| Texte présenté |
------------------------------------------------

Notes de lecture

AGIR POUR LES DROITS DE L’HOMME AU XXIème SIÈCLE, TEXTES INEDITS REUNIS PAR FEDERICO MAYOR, EN COLLOBORATION AVEC ROGER – POL DROIT EDITION UNESCO, 1998, 183 PAGES.

Ethiopiques numéro 62

revue négro-africaine

de littérature et de philosophie

1er semestre 1999

Ce petit livre des Editions Unesco propose trente-deux textes sur la « défense, l’extension et l’application » des droits de l’homme par toute la terre, suivant le programme retracé en ouverture par Federico Mayor, directeur général de l’organisme onusien. Rédigés par des Prix Nobel de la paix, des philosophes, des musiciens, des scientifiques, des écrivains, des organisations internationales ou non gouvernementales, et une personnalité religieuse venus de tous les horizons, ces textes présentent des idées concrètes pour stimuler cette « dynamique » des droits de l’homme non seulement en matière d’éducation et de liberté, mais aussi en rapport avec les problématiques précises des « mutations » rapides auxquelles nous assistons aujourd’hui, et des droits des « sans pouvoir ».

Obéissant à des impératifs de clarté et de concision, chaque texte reflète cependant la situation particulière dans laquelle est engagé son auteur et éclaire ainsi une dimension singulière de la souffrance humaine. Il se dégage donc de l’ensemble un discours polyphonique sur les droits de l’homme qui n’enregistre qu’un seul couac. En effet, il s’est agi pour la majorité des auteurs de considérer l’homme en tant qu’homme, et même comme l’écrit le biologiste français Henri Atlan, en tant que forme humaine (p. 57-60), et ceux qui défendaient les droits de groupes précis, l’ont fait dans le cadre d’une conception universelle de la dignité humaine. Le philosophe indien Daya Krishna a tenu pour sa part à pointer le doigt sur le caractère non universel de cette notion de droits de l’homme, trop adaptée à son gré à l’évolution politique et économique de l’Occident. Cependant, les textes réunis ici montrent surtout l’universalité de la souffrance humaine, et l’universalité du souci qu’inspire cette souffrance.

------------------------------------------------

[Données d'ancrage d'objets en langage naturel]
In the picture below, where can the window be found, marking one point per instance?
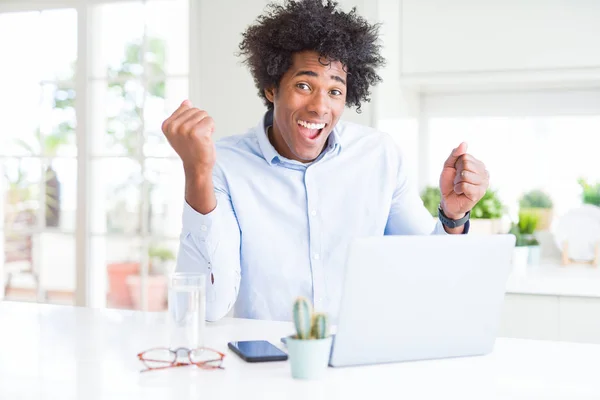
(37, 153)
(137, 74)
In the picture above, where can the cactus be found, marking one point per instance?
(309, 325)
(302, 318)
(320, 328)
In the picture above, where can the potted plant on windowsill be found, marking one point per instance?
(486, 215)
(309, 348)
(538, 202)
(431, 198)
(156, 281)
(527, 249)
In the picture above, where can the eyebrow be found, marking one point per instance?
(312, 73)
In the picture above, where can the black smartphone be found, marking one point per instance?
(257, 351)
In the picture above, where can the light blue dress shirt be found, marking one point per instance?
(282, 228)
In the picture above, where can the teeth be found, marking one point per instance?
(310, 126)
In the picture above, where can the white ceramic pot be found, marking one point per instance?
(308, 358)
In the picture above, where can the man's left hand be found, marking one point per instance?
(463, 182)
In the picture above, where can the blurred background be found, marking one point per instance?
(92, 194)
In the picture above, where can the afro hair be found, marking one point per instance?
(295, 26)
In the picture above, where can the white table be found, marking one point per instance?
(58, 352)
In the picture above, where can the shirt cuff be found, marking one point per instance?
(439, 228)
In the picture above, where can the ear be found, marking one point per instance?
(270, 94)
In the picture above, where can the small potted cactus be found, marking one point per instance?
(309, 348)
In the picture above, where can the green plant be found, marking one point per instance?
(431, 197)
(309, 325)
(535, 199)
(591, 193)
(489, 207)
(524, 229)
(158, 257)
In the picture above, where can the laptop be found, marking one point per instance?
(409, 298)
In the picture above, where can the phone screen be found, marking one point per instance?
(257, 350)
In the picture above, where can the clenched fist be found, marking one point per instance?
(189, 131)
(463, 182)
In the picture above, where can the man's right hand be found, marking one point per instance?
(189, 131)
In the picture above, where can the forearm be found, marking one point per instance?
(199, 190)
(210, 243)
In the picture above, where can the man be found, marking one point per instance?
(269, 215)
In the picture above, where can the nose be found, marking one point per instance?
(319, 103)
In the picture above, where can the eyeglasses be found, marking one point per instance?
(162, 358)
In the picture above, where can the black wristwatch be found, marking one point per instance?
(452, 223)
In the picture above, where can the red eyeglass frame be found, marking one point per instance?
(175, 363)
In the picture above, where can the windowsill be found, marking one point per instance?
(550, 278)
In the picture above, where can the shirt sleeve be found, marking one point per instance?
(408, 215)
(210, 243)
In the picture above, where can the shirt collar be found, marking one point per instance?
(273, 157)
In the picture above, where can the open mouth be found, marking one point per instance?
(310, 129)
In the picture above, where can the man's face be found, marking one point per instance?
(307, 104)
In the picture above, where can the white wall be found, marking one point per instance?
(492, 35)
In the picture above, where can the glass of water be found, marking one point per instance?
(187, 310)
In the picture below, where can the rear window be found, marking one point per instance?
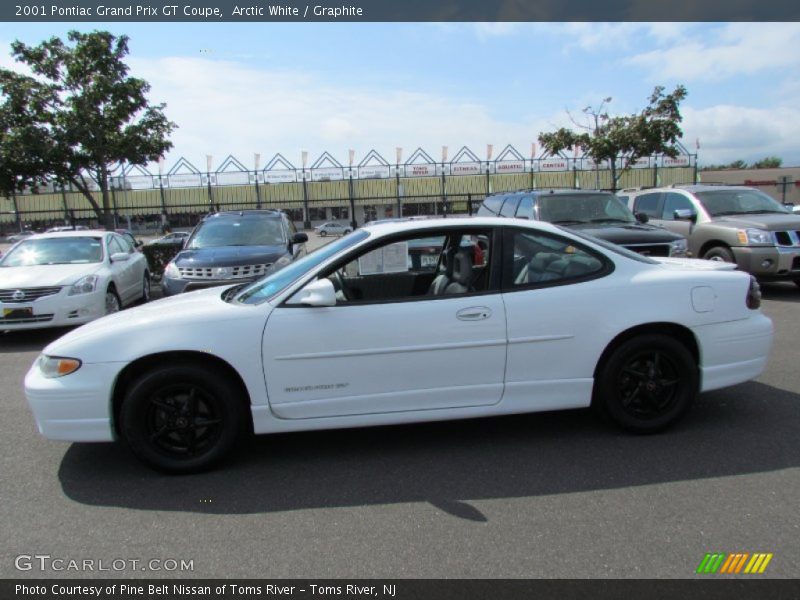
(491, 206)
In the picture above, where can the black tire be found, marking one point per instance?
(113, 303)
(719, 253)
(146, 288)
(182, 418)
(646, 384)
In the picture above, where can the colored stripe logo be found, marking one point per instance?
(735, 563)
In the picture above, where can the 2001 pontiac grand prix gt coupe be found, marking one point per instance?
(492, 318)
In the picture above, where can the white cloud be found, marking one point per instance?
(729, 133)
(735, 49)
(224, 108)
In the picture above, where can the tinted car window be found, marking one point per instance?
(491, 205)
(509, 207)
(647, 204)
(542, 259)
(247, 230)
(673, 202)
(525, 210)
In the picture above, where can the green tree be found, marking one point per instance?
(653, 130)
(76, 116)
(770, 162)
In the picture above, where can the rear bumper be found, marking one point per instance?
(733, 352)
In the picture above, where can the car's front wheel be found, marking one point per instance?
(647, 383)
(182, 418)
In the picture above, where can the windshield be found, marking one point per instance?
(719, 203)
(54, 251)
(268, 287)
(245, 230)
(583, 208)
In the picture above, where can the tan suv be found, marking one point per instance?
(727, 223)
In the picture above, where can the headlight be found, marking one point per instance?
(85, 285)
(172, 271)
(754, 237)
(57, 366)
(678, 248)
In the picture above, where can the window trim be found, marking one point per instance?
(493, 286)
(507, 284)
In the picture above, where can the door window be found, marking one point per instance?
(648, 205)
(538, 259)
(673, 202)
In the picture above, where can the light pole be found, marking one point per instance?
(399, 157)
(306, 219)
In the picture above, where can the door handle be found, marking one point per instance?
(474, 313)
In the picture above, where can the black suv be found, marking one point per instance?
(596, 213)
(233, 247)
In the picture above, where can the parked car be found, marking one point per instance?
(596, 213)
(734, 224)
(233, 247)
(67, 228)
(176, 238)
(16, 237)
(68, 278)
(356, 334)
(128, 235)
(333, 228)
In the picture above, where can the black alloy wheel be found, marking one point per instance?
(647, 383)
(182, 419)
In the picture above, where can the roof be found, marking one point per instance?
(401, 225)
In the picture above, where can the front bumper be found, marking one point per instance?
(57, 310)
(172, 287)
(76, 407)
(773, 263)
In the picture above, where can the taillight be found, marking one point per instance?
(753, 294)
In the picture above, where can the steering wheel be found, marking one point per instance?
(339, 281)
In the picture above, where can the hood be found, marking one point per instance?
(694, 264)
(229, 256)
(177, 322)
(45, 275)
(769, 221)
(634, 233)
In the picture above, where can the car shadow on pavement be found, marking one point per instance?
(783, 291)
(12, 342)
(750, 428)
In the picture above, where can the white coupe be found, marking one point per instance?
(69, 277)
(509, 317)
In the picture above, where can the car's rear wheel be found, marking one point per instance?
(647, 383)
(113, 303)
(182, 418)
(146, 287)
(719, 254)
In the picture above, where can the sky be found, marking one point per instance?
(239, 89)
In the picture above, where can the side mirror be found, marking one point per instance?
(316, 293)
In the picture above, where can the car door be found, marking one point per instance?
(554, 330)
(127, 273)
(389, 344)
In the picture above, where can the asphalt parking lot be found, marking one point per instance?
(548, 495)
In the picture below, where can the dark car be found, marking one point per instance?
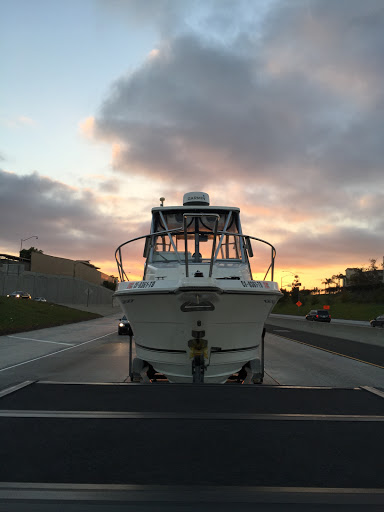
(124, 327)
(318, 315)
(378, 321)
(20, 295)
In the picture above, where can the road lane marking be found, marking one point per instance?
(41, 341)
(331, 351)
(53, 353)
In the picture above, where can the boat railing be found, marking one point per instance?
(149, 239)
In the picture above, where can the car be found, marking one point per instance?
(378, 321)
(318, 315)
(124, 327)
(20, 295)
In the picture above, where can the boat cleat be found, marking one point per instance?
(198, 347)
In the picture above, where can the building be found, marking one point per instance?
(370, 276)
(59, 280)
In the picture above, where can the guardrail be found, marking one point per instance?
(360, 333)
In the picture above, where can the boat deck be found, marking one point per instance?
(245, 440)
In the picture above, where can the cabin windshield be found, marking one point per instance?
(200, 237)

------------------------------------------------

| Exercices |
1. Relevez toutes les personnes désignées par leur nom dans la note de lecture.
2. Recopiez la note de lecture, en commençant par « AGIR POUR LES » et en poursuivant jusqu'à « 1998, 183 PAGES. ».

| Corrigés |
1. Federico Mayor, Roger – Pol Droit, Henri Atlan, Daya Krishna

2.
AGIR POUR LES DROITS DE L’HOMME AU XXIème SIÈCLE, TEXTES INEDITS REUNIS PAR FEDERICO MAYOR, EN COLLOBORATION AVEC ROGER – POL DROIT EDITION UNESCO, 1998, 183 PAGES.